#### [YOUR GOAL]
Write out everything in the data below, from the line containing "at the blurred" down to the last line, both included, character for character.

#### [INPUT FOR THIS TASK]
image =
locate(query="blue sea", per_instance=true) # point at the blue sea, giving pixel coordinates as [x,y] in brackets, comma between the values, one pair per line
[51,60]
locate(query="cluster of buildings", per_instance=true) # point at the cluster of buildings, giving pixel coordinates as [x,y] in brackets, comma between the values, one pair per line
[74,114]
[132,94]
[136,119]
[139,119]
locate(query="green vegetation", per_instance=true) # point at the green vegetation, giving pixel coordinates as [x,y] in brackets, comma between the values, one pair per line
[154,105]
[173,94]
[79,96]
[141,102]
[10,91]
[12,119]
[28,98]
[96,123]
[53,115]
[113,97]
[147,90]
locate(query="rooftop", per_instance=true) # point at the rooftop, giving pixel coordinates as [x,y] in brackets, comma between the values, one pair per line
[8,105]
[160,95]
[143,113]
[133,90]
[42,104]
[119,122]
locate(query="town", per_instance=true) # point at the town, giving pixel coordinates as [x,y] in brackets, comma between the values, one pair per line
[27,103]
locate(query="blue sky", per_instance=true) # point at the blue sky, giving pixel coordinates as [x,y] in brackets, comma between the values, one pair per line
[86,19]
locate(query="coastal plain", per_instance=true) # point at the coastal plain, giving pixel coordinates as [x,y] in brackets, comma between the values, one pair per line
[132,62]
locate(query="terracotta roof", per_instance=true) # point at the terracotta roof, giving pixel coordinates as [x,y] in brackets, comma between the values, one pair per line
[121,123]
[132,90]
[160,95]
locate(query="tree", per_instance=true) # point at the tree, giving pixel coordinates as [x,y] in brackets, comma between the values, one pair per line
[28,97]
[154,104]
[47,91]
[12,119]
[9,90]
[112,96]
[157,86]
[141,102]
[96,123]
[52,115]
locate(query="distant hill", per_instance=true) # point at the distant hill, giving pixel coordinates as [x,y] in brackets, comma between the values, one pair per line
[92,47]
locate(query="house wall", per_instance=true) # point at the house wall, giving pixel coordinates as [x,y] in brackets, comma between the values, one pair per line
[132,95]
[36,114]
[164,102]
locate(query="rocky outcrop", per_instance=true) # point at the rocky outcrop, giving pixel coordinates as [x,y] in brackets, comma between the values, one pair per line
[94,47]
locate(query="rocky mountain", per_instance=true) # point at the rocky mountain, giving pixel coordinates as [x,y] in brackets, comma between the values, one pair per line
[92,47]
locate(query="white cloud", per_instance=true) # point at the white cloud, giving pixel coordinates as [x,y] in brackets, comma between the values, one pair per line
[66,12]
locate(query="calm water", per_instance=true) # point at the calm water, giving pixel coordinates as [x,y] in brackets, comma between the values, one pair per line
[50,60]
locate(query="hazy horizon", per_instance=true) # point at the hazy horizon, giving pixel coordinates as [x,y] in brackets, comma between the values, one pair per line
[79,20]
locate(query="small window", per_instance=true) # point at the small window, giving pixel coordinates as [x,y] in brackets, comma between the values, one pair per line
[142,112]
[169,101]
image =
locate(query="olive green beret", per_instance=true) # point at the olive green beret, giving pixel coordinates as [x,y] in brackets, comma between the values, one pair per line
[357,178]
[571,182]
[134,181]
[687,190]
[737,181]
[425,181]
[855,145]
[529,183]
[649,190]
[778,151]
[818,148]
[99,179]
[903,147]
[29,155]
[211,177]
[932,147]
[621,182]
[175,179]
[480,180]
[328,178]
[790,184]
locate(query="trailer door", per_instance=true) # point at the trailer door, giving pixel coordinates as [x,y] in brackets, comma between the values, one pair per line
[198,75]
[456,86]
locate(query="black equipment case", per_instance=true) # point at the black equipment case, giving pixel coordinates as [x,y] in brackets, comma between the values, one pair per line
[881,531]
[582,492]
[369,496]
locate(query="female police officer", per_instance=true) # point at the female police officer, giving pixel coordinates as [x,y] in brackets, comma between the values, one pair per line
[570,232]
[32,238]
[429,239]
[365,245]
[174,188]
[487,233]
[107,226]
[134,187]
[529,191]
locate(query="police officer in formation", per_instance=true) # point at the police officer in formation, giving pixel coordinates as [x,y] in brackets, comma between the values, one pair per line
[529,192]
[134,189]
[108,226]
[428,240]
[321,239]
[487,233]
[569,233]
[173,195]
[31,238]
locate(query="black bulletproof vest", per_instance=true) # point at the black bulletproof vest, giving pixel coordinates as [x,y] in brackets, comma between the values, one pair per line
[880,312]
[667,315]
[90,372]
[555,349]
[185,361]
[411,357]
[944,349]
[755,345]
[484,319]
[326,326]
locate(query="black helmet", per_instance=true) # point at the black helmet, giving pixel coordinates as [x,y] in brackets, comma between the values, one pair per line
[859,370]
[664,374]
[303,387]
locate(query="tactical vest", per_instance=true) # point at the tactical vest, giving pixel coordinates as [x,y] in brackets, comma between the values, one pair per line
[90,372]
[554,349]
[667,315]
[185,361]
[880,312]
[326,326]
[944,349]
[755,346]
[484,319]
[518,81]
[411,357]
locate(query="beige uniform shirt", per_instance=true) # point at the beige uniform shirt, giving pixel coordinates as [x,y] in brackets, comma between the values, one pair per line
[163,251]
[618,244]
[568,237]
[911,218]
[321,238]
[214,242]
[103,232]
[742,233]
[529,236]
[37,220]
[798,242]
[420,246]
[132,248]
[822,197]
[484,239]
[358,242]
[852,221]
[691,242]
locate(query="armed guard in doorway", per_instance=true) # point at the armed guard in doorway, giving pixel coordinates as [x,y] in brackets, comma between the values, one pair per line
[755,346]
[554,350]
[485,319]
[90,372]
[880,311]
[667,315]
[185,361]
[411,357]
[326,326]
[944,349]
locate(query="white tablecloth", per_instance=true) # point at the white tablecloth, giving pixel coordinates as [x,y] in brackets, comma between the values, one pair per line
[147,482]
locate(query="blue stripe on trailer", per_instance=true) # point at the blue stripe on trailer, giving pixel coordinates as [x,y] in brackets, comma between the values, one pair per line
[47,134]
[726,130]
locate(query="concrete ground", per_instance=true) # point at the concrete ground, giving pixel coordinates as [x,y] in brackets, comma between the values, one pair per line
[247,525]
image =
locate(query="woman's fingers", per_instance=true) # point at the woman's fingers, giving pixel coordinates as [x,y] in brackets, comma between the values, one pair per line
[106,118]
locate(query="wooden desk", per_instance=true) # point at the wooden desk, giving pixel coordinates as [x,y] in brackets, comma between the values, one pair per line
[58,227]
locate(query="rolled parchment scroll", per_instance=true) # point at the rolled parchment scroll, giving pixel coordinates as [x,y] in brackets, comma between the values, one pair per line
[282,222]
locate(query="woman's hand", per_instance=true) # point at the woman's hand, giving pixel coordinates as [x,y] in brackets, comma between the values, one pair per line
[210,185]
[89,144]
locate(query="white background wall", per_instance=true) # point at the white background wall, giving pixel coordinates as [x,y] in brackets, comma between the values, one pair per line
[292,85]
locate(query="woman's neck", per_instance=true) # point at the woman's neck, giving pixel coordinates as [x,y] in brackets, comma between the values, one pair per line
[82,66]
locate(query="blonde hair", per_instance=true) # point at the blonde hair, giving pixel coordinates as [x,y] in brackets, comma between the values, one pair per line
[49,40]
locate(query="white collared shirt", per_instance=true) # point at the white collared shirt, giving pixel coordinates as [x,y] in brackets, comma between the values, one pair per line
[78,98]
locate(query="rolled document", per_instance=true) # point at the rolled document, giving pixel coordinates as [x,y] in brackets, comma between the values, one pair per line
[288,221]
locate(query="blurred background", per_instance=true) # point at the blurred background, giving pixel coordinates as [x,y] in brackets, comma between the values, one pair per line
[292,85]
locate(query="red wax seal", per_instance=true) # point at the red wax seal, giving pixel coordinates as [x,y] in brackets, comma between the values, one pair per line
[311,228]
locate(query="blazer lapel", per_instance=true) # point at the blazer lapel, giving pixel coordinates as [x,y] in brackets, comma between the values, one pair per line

#### [RESULT]
locate(query="blurred background", per_instance=true) # point at the blurred background, giving pixel coordinates as [x,y] in brackets, comma between the values, one pair per line
[292,85]
locate(query="red wax seal", per_instance=true) # point at the red wax seal, giving pixel coordinates as [x,y] in brackets, comma between the values, one pair per line
[311,228]
locate(query="blazer lapel", per_instance=true) # point at the blazer lapel, giving pixel coordinates as [x,y] in brackets, comma between the values, one pair per line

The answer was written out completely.